Extract:
════════════════════

Prof. CHANG Hong and Dr. LU Xiaotong from National Time Service Center proposed and realized the dual-excitation strontium atomic optical clock, which realized the measurement accuracy beyond the Dick limit, thus effectively improving the measurement accuracy of the optical lattice clock.

On the basis of the strontium optical clock with frequency stability of 1E-18 which has been realized at the beginning of this year (Jpn. J. Appl. Phys. 59, 070903 (2020)), they have solved the key technique of simultaneously and independently detecting multiple independent clock transitions, and realized the closed-loop operation of dual-excitation strontium atomic optical clock. Compared with the traditional optical lattice clock, the dual-excited strontium atomic optical clock can reduce the clock feedback period by half, thus directly reducing the Dick effect by a half, and finally increasing the frequency stability of the clock by 1.4 times.

Related research results were published, titled “Synchronous Frequency Comparison Beyond the Dick Limit Based on Dual-Mathematical Spectrum in an Optical Lattice Clock”, in Applied Physics Letters (Appl. Phys. Lett. 117, 231101 (2020)).

════════════════════

Raw records:
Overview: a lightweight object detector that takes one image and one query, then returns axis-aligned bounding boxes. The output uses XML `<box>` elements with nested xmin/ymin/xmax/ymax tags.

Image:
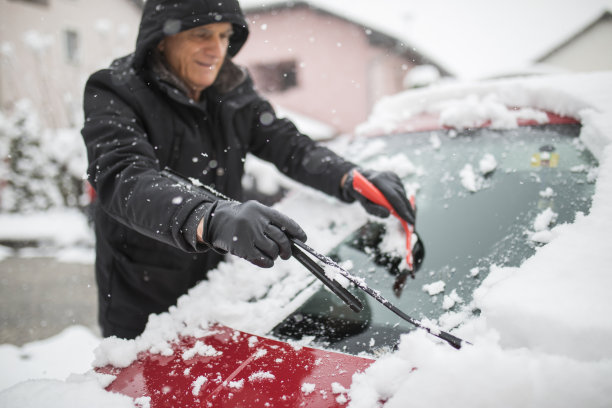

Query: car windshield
<box><xmin>273</xmin><ymin>125</ymin><xmax>597</xmax><ymax>354</ymax></box>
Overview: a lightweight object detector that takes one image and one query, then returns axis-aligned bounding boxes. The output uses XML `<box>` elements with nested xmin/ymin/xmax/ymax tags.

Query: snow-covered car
<box><xmin>88</xmin><ymin>74</ymin><xmax>612</xmax><ymax>408</ymax></box>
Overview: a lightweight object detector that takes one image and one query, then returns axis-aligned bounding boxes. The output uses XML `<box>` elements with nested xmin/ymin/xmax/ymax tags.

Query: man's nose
<box><xmin>208</xmin><ymin>35</ymin><xmax>227</xmax><ymax>57</ymax></box>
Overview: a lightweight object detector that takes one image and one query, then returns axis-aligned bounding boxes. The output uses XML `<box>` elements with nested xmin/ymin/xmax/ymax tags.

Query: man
<box><xmin>82</xmin><ymin>0</ymin><xmax>414</xmax><ymax>338</ymax></box>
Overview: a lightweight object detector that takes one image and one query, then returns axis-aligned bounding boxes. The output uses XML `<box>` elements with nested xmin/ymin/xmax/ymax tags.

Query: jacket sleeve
<box><xmin>81</xmin><ymin>70</ymin><xmax>215</xmax><ymax>252</ymax></box>
<box><xmin>246</xmin><ymin>99</ymin><xmax>356</xmax><ymax>201</ymax></box>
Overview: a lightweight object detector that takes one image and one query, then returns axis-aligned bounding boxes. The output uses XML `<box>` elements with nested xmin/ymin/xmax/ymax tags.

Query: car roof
<box><xmin>97</xmin><ymin>325</ymin><xmax>374</xmax><ymax>408</ymax></box>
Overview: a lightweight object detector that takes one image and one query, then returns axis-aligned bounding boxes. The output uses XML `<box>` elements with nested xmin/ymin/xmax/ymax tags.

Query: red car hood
<box><xmin>98</xmin><ymin>325</ymin><xmax>374</xmax><ymax>408</ymax></box>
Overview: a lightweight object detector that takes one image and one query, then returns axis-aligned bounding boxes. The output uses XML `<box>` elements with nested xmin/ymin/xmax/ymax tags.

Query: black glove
<box><xmin>342</xmin><ymin>169</ymin><xmax>415</xmax><ymax>225</ymax></box>
<box><xmin>203</xmin><ymin>200</ymin><xmax>306</xmax><ymax>268</ymax></box>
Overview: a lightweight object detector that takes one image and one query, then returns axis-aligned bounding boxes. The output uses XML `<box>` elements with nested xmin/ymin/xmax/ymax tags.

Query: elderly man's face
<box><xmin>158</xmin><ymin>22</ymin><xmax>232</xmax><ymax>99</ymax></box>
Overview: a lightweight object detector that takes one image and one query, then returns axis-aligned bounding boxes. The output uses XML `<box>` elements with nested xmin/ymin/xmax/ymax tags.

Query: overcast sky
<box><xmin>240</xmin><ymin>0</ymin><xmax>612</xmax><ymax>78</ymax></box>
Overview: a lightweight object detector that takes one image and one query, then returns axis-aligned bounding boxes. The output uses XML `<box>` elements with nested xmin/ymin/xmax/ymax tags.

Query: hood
<box><xmin>132</xmin><ymin>0</ymin><xmax>249</xmax><ymax>69</ymax></box>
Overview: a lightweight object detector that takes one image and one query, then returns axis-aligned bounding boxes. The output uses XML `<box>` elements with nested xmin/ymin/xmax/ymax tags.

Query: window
<box><xmin>64</xmin><ymin>30</ymin><xmax>79</xmax><ymax>64</ymax></box>
<box><xmin>253</xmin><ymin>61</ymin><xmax>298</xmax><ymax>92</ymax></box>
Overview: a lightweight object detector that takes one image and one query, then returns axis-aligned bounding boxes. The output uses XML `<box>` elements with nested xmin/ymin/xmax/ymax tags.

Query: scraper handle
<box><xmin>353</xmin><ymin>170</ymin><xmax>414</xmax><ymax>271</ymax></box>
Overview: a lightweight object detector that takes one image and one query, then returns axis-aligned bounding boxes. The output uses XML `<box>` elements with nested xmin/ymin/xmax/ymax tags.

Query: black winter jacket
<box><xmin>82</xmin><ymin>0</ymin><xmax>354</xmax><ymax>338</ymax></box>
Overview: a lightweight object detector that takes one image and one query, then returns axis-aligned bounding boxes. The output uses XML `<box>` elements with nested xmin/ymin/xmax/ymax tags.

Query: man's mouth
<box><xmin>195</xmin><ymin>61</ymin><xmax>217</xmax><ymax>71</ymax></box>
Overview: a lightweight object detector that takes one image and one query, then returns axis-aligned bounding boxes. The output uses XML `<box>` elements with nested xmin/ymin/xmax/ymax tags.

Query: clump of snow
<box><xmin>301</xmin><ymin>383</ymin><xmax>316</xmax><ymax>395</ymax></box>
<box><xmin>530</xmin><ymin>207</ymin><xmax>558</xmax><ymax>243</ymax></box>
<box><xmin>227</xmin><ymin>378</ymin><xmax>244</xmax><ymax>390</ymax></box>
<box><xmin>191</xmin><ymin>375</ymin><xmax>208</xmax><ymax>396</ymax></box>
<box><xmin>440</xmin><ymin>93</ymin><xmax>548</xmax><ymax>129</ymax></box>
<box><xmin>533</xmin><ymin>207</ymin><xmax>558</xmax><ymax>231</ymax></box>
<box><xmin>442</xmin><ymin>289</ymin><xmax>463</xmax><ymax>310</ymax></box>
<box><xmin>478</xmin><ymin>153</ymin><xmax>497</xmax><ymax>176</ymax></box>
<box><xmin>0</xmin><ymin>326</ymin><xmax>100</xmax><ymax>392</ymax></box>
<box><xmin>423</xmin><ymin>280</ymin><xmax>446</xmax><ymax>296</ymax></box>
<box><xmin>459</xmin><ymin>163</ymin><xmax>482</xmax><ymax>193</ymax></box>
<box><xmin>134</xmin><ymin>396</ymin><xmax>151</xmax><ymax>408</ymax></box>
<box><xmin>182</xmin><ymin>340</ymin><xmax>223</xmax><ymax>360</ymax></box>
<box><xmin>540</xmin><ymin>187</ymin><xmax>555</xmax><ymax>198</ymax></box>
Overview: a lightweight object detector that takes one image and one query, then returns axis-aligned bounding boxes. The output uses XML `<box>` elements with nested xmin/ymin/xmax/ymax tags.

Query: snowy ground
<box><xmin>0</xmin><ymin>73</ymin><xmax>612</xmax><ymax>408</ymax></box>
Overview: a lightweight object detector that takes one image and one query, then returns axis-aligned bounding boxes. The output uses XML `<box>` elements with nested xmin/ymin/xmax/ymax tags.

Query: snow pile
<box><xmin>0</xmin><ymin>326</ymin><xmax>100</xmax><ymax>390</ymax></box>
<box><xmin>0</xmin><ymin>73</ymin><xmax>612</xmax><ymax>408</ymax></box>
<box><xmin>349</xmin><ymin>73</ymin><xmax>612</xmax><ymax>408</ymax></box>
<box><xmin>440</xmin><ymin>93</ymin><xmax>548</xmax><ymax>129</ymax></box>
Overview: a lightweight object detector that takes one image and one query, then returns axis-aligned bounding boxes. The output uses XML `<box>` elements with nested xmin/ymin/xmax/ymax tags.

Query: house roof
<box><xmin>240</xmin><ymin>0</ymin><xmax>612</xmax><ymax>79</ymax></box>
<box><xmin>537</xmin><ymin>9</ymin><xmax>612</xmax><ymax>62</ymax></box>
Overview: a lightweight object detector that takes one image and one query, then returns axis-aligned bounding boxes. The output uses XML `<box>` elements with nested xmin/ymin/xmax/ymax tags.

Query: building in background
<box><xmin>236</xmin><ymin>1</ymin><xmax>447</xmax><ymax>133</ymax></box>
<box><xmin>537</xmin><ymin>10</ymin><xmax>612</xmax><ymax>72</ymax></box>
<box><xmin>0</xmin><ymin>0</ymin><xmax>141</xmax><ymax>129</ymax></box>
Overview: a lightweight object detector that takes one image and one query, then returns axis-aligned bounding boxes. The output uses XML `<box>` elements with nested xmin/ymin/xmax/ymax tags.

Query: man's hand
<box><xmin>342</xmin><ymin>169</ymin><xmax>415</xmax><ymax>225</ymax></box>
<box><xmin>198</xmin><ymin>201</ymin><xmax>306</xmax><ymax>268</ymax></box>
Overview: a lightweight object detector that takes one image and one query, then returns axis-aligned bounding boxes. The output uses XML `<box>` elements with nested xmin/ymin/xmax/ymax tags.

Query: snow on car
<box><xmin>0</xmin><ymin>73</ymin><xmax>612</xmax><ymax>408</ymax></box>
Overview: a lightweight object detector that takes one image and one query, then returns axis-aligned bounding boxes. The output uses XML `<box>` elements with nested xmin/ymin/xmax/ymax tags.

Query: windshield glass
<box><xmin>273</xmin><ymin>125</ymin><xmax>597</xmax><ymax>353</ymax></box>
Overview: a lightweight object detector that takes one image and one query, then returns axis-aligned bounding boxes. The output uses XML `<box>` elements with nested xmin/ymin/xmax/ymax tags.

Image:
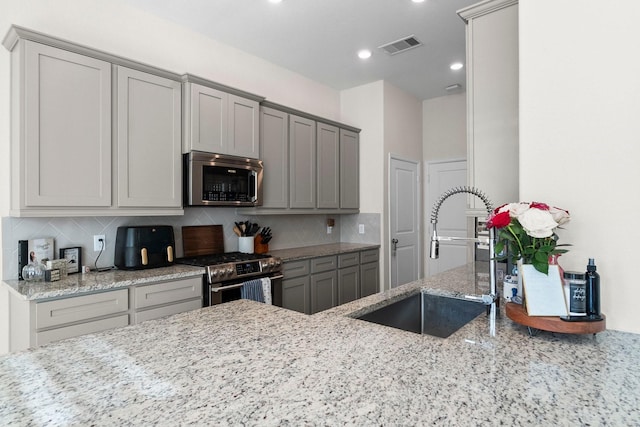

════════════════════

Directive: In the optical clock report, copy out everything from "On the basis" down to "117, 231101 (2020)).", substituting "ytterbium" for "strontium". The records aren't needed for anything here.

Solution:
On the basis of the ytterbium optical clock with frequency stability of 1E-18 which has been realized at the beginning of this year (Jpn. J. Appl. Phys. 59, 070903 (2020)), they have solved the key technique of simultaneously and independently detecting multiple independent clock transitions, and realized the closed-loop operation of dual-excitation ytterbium atomic optical clock. Compared with the traditional optical lattice clock, the dual-excited ytterbium atomic optical clock can reduce the clock feedback period by half, thus directly reducing the Dick effect by a half, and finally increasing the frequency stability of the clock by 1.4 times.

Related research results were published, titled “Synchronous Frequency Comparison Beyond the Dick Limit Based on Dual-Mathematical Spectrum in an Optical Lattice Clock”, in Applied Physics Letters (Appl. Phys. Lett. 117, 231101 (2020)).